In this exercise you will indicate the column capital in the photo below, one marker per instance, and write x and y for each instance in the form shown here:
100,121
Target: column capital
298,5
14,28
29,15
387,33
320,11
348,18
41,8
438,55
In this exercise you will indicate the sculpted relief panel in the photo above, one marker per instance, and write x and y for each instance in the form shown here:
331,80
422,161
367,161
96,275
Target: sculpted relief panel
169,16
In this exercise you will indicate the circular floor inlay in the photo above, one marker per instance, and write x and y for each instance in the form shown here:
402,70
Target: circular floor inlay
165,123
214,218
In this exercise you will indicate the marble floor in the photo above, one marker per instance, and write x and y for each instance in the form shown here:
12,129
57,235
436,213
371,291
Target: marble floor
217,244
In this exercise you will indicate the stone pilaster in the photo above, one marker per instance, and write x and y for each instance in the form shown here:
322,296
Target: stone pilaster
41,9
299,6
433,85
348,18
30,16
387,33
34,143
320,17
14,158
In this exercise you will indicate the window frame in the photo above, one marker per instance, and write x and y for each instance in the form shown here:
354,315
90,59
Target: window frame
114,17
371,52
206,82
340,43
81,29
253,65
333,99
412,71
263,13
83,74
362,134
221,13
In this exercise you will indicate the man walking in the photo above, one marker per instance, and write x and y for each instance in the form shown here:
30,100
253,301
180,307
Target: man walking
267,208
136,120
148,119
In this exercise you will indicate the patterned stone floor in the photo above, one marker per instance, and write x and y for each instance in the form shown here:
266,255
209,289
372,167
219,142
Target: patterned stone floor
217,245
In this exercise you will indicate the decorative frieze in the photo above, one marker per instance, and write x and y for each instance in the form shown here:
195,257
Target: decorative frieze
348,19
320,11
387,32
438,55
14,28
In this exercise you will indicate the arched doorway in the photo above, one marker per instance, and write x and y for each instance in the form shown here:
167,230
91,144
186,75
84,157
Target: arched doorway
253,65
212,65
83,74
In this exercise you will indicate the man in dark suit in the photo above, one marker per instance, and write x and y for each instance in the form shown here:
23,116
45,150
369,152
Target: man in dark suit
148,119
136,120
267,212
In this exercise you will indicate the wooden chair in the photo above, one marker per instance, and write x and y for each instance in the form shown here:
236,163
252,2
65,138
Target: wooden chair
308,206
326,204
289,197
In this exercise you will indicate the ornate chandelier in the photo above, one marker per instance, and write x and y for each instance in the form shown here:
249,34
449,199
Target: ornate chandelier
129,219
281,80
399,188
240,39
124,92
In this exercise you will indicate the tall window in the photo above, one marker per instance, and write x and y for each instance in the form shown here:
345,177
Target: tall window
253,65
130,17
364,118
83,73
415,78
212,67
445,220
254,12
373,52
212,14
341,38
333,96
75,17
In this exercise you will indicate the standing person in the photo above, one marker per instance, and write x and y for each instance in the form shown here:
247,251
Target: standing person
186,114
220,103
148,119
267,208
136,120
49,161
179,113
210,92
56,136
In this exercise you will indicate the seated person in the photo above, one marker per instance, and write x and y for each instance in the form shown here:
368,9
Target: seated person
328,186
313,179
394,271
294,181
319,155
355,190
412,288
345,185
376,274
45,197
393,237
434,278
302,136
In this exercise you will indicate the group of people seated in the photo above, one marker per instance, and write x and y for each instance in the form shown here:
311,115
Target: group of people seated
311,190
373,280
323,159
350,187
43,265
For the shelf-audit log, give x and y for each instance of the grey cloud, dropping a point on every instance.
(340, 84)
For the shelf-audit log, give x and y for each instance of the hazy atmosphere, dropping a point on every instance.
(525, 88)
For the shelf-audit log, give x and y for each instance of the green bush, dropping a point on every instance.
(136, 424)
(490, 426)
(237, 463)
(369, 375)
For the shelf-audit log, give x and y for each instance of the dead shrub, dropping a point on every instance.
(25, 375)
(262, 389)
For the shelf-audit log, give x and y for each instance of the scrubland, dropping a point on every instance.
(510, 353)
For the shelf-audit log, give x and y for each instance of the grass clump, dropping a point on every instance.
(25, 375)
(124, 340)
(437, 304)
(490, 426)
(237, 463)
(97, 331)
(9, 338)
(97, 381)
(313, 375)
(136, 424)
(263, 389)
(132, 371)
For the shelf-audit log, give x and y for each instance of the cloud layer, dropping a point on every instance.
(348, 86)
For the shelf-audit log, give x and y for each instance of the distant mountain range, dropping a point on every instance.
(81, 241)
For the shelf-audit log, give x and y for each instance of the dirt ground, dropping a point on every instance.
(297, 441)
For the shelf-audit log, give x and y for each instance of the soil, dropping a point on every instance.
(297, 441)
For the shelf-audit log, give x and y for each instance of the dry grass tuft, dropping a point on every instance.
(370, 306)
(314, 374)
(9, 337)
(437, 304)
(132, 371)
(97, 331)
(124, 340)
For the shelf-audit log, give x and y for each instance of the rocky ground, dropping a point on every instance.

** YOUR ASSIGNMENT **
Would you output the whole listing exactly as written?

** SOLVED EXERCISE **
In this exercise you will indicate the column capital in the photo below, one marker per instance, and write x and y for each instance in the form shown here:
100,121
Target: column capital
298,5
14,28
29,15
387,33
320,11
348,18
41,8
438,55
In this exercise you will indicate the sculpted relief panel in the photo above, one marker per instance, and write x and y for each instance in the form shown here:
331,80
422,161
367,161
96,275
Target: sculpted relief panel
169,16
In this exercise you will indicate the circular floor inlay in the photo above, one marker per instance, and write x and y for each instance in the form shown here:
402,70
Target: circular floor inlay
165,123
214,218
In this exercise you will indicate the marble floor in the photo above, one marker per instance, and write x and y for each instance in the form shown here:
12,129
57,235
436,213
371,291
Target: marble floor
217,244
In this exercise you will indicate the stone pilaster in the photo above, one marker per instance, and write x and y for each instance in the form shown here:
322,296
Target: stone pilaster
41,9
299,6
433,85
348,18
30,16
387,33
34,143
320,17
14,158
In this exercise you will indicate the window frame in the photo above, one marker per instance, and write x and y for each instance in the form shown here:
354,315
90,59
Target: window frame
114,17
371,52
206,82
340,43
81,29
253,65
333,99
412,71
263,13
83,74
362,134
221,13
In this exercise you will indicate the man walking in the photo above, one marker per instance, and write x and y for each instance in the form shown here:
30,100
253,301
180,307
Target: man walking
267,208
136,120
148,119
In this exercise you will indicate the patterned stone floor in the photo above, one marker per instance, and write x and y for each instance in the form shown here:
266,255
209,289
372,167
219,142
Target: patterned stone floor
217,245
In this exercise you will indicate the decorative frieze in the photo above, one marker per instance, and write x and y for each instance in the form shown here:
195,257
Target: decorative frieze
348,19
320,11
387,32
438,55
14,28
In this exercise you will indicate the arched doorway in the photo above, one marker per instance, and write x and y for each instance in the form shown here:
167,230
91,144
186,75
84,157
Target: arched doorway
253,65
212,65
83,74
In this exercise you will indicate the man in dark suit in the photo above, one marker per instance, and write x and y for each instance in the form shown here:
23,116
45,150
369,152
Target: man in dark suit
148,119
136,120
267,212
In this exercise you will indicate the wooden chair in the photo above, one marker per instance, and write x and y for each instance in the form shown here:
236,163
252,2
65,138
Target: wooden chair
308,206
326,204
289,197
In this exercise you will indicate the ornate chandelier in the photo above, one marker per instance, and write x and y for each instance in the form shown here:
249,34
449,199
Target: ornate chandelier
129,219
281,80
399,188
240,39
124,92
In this exercise you will indicate the tall window in the photo above, one marker per instance, and write x and y for each instance in the form shown here:
345,177
Target: tall window
253,65
130,17
364,118
83,73
415,78
212,67
445,220
254,12
373,52
212,14
341,38
333,96
75,17
In this exercise you will indicate the standing person in the photo above, one marker per instance, and write x and y for each instance in the form shown here:
247,251
Target: standing person
186,114
220,103
148,119
267,208
136,120
49,161
179,113
210,92
56,136
In this exercise you will indicate the seated person in the photo above, one marker per instance, and write x and y for each instance in the form shown here:
368,9
Target: seated person
328,186
313,179
394,271
294,181
319,155
355,190
412,288
345,185
376,274
45,197
393,237
434,278
302,136
In this exercise you will indicate the group of people seated in the photo above, one marker per instance, and write x and y for each instance in the form shown here:
311,115
Target: group of people seated
311,190
373,280
323,159
350,187
43,265
For the shelf-audit log, give x and y for each instance of the grey cloud, dropping a point on every instance.
(340, 84)
For the shelf-audit log, give x and y for each instance of the hazy atmosphere, dropping a point on every instance.
(525, 88)
For the shelf-audit log, give x and y for each instance of the green bush, dropping a point on every instance.
(136, 424)
(490, 426)
(237, 463)
(369, 375)
For the shelf-audit log, give x and y for each instance of the dead shrub, dropping a point on every instance.
(25, 375)
(262, 389)
For the shelf-audit log, give x and y for each instance of the scrubland, dropping a point on every instance.
(510, 353)
For the shelf-audit log, give x and y for each instance of the grass clump, dropping a point on every instance.
(25, 375)
(124, 340)
(437, 304)
(490, 426)
(237, 463)
(97, 331)
(9, 338)
(97, 381)
(313, 375)
(136, 424)
(263, 389)
(132, 371)
For the shelf-audit log, give x and y for each instance of the cloud layer, dropping a point on every instance.
(348, 86)
For the shelf-audit log, give x and y for each instance of the distant mountain range, dropping a point on every instance.
(81, 241)
For the shelf-audit log, give x and y for each instance of the dirt ground, dropping a point on every instance.
(297, 441)
For the shelf-audit log, give x and y for each instance of the soil, dropping a point on every instance.
(297, 441)
For the shelf-audit log, give x and y for each instance of the dry grass tuft, dropping a point on every instance.
(370, 306)
(314, 374)
(9, 337)
(437, 304)
(132, 371)
(97, 331)
(124, 340)
For the shelf-audit log, give x and y for each instance of the rocky ground, dropping a point on every instance.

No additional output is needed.